───── Texto fornecido
Já se aproxima a data há muito esperada dos 50 anos do 25 de Abril. Digo há muito esperada pelos que viveram com emoção esse dia verdadeiramente histórico, de ruptura com o regime ditatorial e de instauração das liberdades públicas, com uma amplitude nunca antes experimentada, no nosso País. Mas a maioria dos cidadãos portugueses e os numerosos estrangeiros que vivem entre nós olham para isso tudo como algo perfeita e totalmente adquirido e por isso, ao menos aparentemente, nem reagem ao apelo às celebrações cívicas, limitando-se a gozar o descanso que o feriado oficial permite.
Ora, parte importante das responsabilidades dos titulares dos cargos políticos num regime democrático é manter sempre acesa a chama da Democracia. Não me parece prudente dar por adquirida a Liberdade e as suas consequências práticas! É uma tarefa de sucessivas gerações, sempre com matizes novos, especialmente actual nos nossos dias, em que parecem acumular-se preocupantes ideologias e práticas ameaçadoras das liberdades individuais. E nem falemos das consequências desastrosas das guerras que estão sendo combatidas em vários pontos do planeta e até dentro do território europeu, impondo esta última sacrifícios tremendos à martirizada gente da Ucrânia.
Há cinquenta anos o quadro era diferente e a esperança de dias melhores após a queda do regime ditatorial estava bastante espalhada. As movimentações de descontentamento alastravam na sociedade portuguesa, sempre sob a atenta perseguição pelo aparelho repressivo da ditadura. Também nas nossas Ilhas tais movimentações eram visíveis e recordo bem a presença do responsável máximo entre nós da PIDE/DGS nas conferências que fiz na Lagoa, em anos sucessivos, durante o meu mandato como Deputado à Assembleia Nacional, a convite do Grupo de Amigos, liderado pelo meu Primo Jorge Amaral Borges.
──────────
───── Excertos dos registos
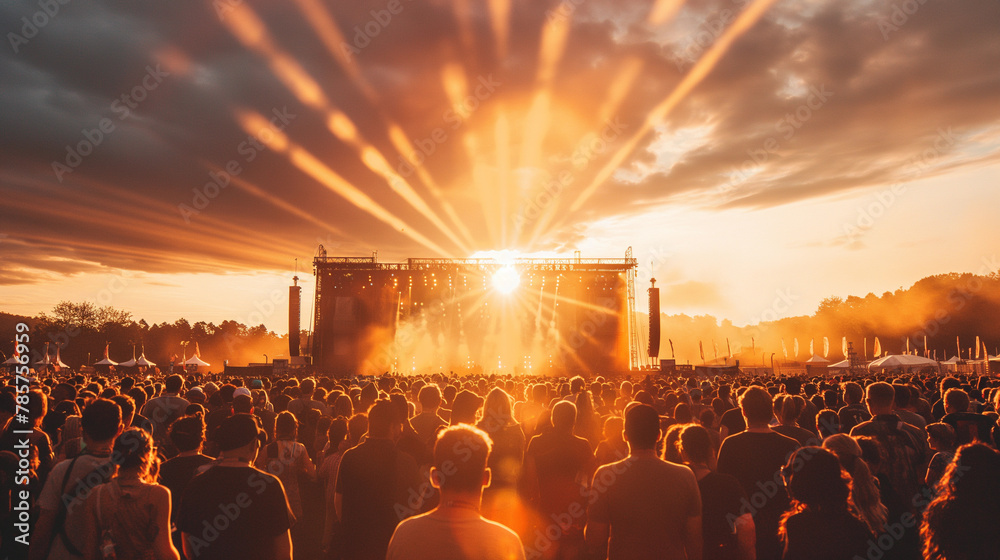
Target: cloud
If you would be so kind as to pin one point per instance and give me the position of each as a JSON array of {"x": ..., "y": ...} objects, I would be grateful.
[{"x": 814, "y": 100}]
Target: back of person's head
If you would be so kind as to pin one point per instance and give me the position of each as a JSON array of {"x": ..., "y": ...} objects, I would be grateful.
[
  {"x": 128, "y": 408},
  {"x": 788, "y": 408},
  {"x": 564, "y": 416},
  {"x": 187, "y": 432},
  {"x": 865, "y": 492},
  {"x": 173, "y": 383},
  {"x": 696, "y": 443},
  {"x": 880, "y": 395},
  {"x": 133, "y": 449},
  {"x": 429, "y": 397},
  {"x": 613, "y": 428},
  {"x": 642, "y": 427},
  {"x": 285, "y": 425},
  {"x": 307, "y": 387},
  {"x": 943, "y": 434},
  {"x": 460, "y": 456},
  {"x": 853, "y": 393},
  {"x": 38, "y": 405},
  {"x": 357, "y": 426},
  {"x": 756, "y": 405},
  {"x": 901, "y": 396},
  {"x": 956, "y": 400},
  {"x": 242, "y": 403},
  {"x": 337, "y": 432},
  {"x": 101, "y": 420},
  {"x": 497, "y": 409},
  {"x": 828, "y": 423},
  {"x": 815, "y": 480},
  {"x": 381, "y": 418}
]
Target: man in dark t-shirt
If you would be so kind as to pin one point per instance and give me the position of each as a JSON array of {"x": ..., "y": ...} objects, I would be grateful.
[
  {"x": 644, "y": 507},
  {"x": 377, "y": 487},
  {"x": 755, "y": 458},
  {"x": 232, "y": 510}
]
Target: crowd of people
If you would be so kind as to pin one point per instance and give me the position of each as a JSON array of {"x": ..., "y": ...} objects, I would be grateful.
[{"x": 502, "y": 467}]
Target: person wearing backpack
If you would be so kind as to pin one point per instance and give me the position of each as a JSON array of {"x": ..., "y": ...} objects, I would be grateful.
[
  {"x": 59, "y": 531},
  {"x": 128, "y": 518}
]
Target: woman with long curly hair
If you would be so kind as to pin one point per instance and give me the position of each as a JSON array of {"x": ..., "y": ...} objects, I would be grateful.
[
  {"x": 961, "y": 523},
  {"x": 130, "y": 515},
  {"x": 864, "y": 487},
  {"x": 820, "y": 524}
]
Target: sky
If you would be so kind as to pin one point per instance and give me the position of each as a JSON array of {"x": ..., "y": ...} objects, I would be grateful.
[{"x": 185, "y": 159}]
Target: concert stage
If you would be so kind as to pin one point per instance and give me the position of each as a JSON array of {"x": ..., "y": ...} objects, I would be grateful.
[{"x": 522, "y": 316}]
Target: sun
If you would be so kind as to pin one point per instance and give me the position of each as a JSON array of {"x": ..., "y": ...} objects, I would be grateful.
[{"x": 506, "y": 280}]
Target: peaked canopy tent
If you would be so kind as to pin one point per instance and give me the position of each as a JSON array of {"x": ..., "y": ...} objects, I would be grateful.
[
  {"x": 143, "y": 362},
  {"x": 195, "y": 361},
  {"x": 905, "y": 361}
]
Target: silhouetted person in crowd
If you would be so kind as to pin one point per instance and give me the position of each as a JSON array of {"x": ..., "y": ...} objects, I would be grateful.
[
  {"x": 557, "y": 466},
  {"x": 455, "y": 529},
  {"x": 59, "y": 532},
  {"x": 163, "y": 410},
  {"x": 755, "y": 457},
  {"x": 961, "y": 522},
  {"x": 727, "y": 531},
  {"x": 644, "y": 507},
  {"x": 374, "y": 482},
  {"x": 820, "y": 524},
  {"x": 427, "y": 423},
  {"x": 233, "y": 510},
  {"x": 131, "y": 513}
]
──────────
Responda às perguntas seguintes sobre o texto dos 50 anos do 25 de Abril.
(a) Segundo o primeiro parágrafo, a que se limita a maioria dos cidadãos no feriado?
(b) A gente de que país é descrita como martirizada pela guerra em território europeu?
(c) Em que localidade decorreram as conferências referidas no último parágrafo, e a convite de que grupo?

(a) Limita-se a gozar o descanso que o feriado oficial permite.
(b) A Ucrânia.
(c) Na Lagoa, a convite do Grupo de Amigos, liderado por Jorge Amaral Borges.